**AUFGABENSTELLUNG:**
Ersetze im Text über die Hilfe für Königstein „Einsatzkräfte“ durch „Helfer“ und gib dabei den Abschnitt wieder, der mit „Hilfe für Königstein“ beginnt und bis einschließlich „hier kurz schildern.“ reicht.

**AUSGANGSTEXT:**
• • • •
Hilfe für Königstein (Sachsen)
In einer groß angelegten Soforthilfeaktion haben 150 Einsatzkräfte aus dem Hochtaunuskreis die Aufräumarbeiten in der Partnerstadt Königstein unterstützt. Dort war die Altstadt von einem Wasserstand der Elbe von 10 Metern total überflutet worden, das Telefonnetz und die Stromversorgung sowie die meisten Zufahrtsstrassen zum Ort wurden unterbrochen. Ich war selbst vom DRK aus im Einsatz und möchte diesen hier kurz schildern.
• • • •
**DATENSÄTZE:**
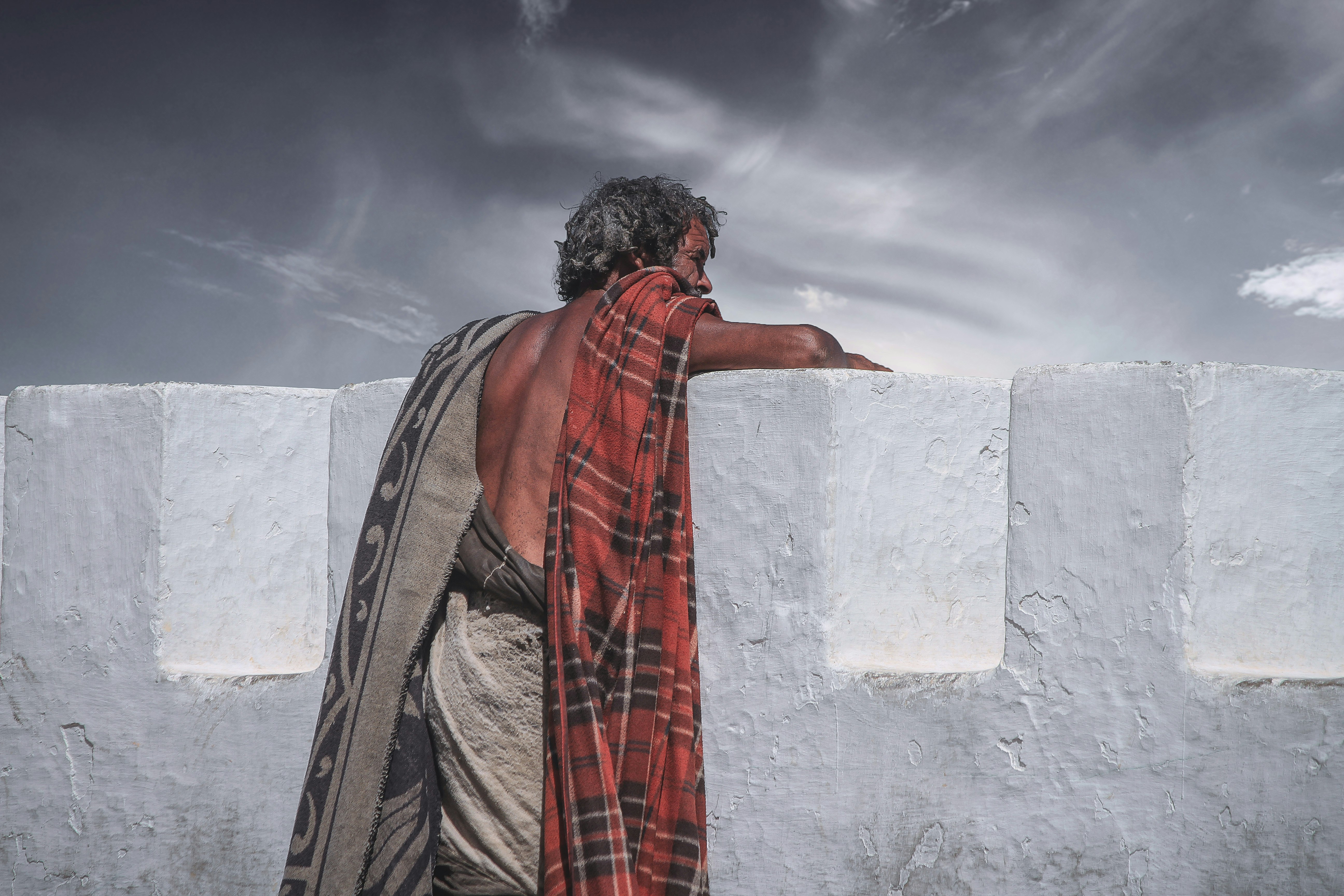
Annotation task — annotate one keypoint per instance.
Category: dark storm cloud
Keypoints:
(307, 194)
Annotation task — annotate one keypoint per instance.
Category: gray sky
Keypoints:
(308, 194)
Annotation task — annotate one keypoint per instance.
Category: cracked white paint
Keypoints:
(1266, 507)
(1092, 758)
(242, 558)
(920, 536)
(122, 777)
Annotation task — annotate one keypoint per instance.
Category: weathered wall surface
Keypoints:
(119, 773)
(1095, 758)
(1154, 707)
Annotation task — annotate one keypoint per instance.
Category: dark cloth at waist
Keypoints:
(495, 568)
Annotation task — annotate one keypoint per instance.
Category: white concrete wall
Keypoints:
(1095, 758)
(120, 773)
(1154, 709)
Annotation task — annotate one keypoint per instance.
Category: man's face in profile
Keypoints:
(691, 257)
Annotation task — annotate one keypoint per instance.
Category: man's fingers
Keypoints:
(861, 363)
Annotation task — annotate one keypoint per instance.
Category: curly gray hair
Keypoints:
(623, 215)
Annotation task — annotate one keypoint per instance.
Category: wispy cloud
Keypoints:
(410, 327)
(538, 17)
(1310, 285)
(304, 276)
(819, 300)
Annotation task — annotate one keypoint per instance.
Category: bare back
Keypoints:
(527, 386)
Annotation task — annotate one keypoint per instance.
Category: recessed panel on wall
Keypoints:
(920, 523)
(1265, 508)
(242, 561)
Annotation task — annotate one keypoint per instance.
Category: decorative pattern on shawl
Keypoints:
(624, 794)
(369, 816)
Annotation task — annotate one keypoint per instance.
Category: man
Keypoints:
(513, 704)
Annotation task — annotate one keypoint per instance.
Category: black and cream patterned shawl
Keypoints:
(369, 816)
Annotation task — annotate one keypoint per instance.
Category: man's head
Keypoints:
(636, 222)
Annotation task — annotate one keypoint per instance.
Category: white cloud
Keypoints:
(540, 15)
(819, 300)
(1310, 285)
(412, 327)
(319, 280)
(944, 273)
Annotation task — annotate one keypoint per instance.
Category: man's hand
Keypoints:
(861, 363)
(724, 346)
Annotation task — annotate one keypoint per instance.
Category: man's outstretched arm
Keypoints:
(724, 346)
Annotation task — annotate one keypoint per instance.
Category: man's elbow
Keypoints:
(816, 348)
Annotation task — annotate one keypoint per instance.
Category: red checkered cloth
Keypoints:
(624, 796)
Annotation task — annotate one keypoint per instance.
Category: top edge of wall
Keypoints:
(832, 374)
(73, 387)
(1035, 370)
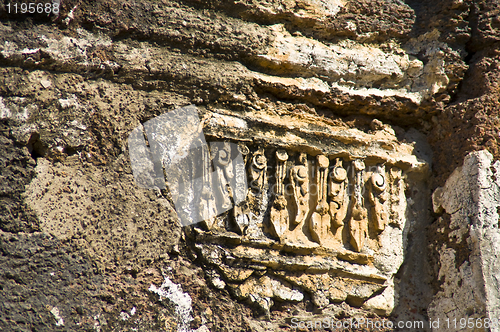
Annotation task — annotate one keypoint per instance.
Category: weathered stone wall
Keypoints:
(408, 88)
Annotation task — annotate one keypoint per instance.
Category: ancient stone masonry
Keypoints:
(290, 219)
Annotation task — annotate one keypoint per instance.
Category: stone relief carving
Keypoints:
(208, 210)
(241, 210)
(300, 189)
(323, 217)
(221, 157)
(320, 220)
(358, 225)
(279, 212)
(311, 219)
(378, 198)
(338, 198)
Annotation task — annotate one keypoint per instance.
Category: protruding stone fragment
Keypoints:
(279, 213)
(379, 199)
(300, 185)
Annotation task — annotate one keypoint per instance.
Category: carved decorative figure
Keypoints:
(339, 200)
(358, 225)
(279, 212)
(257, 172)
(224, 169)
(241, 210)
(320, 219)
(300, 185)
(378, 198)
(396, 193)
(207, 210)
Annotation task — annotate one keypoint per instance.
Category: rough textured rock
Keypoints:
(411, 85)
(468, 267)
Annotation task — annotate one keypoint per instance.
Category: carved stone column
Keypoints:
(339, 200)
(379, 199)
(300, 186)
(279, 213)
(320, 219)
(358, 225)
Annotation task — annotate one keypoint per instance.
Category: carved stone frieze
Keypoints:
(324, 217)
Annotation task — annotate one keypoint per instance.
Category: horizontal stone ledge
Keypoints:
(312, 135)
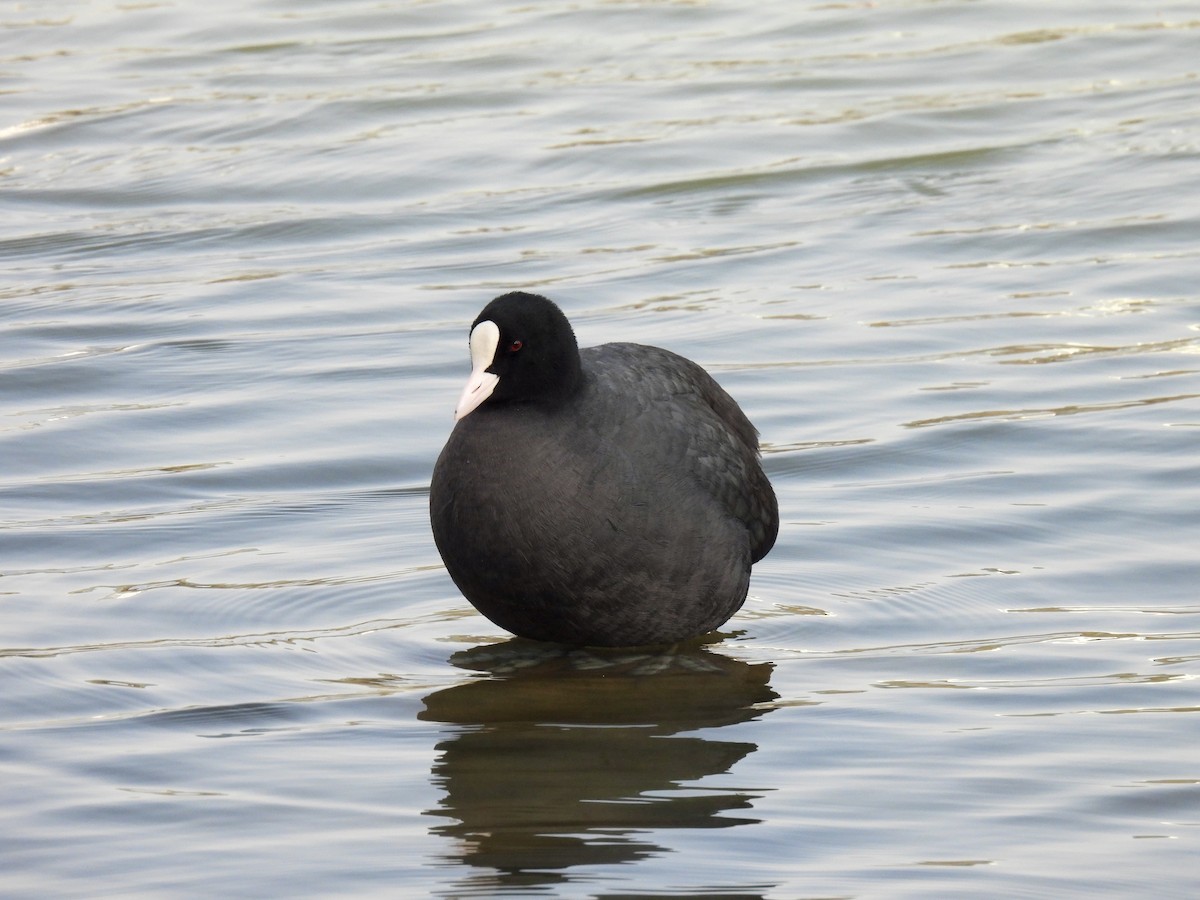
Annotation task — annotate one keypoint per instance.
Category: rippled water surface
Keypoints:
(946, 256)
• • • •
**VOLLSTÄNDIGE ANTWORT:**
Hilfe für Königstein (Sachsen)
In einer groß angelegten Soforthilfeaktion haben 150 Helfer aus dem Hochtaunuskreis die Aufräumarbeiten in der Partnerstadt Königstein unterstützt. Dort war die Altstadt von einem Wasserstand der Elbe von 10 Metern total überflutet worden, das Telefonnetz und die Stromversorgung sowie die meisten Zufahrtsstrassen zum Ort wurden unterbrochen. Ich war selbst vom DRK aus im Einsatz und möchte diesen hier kurz schildern.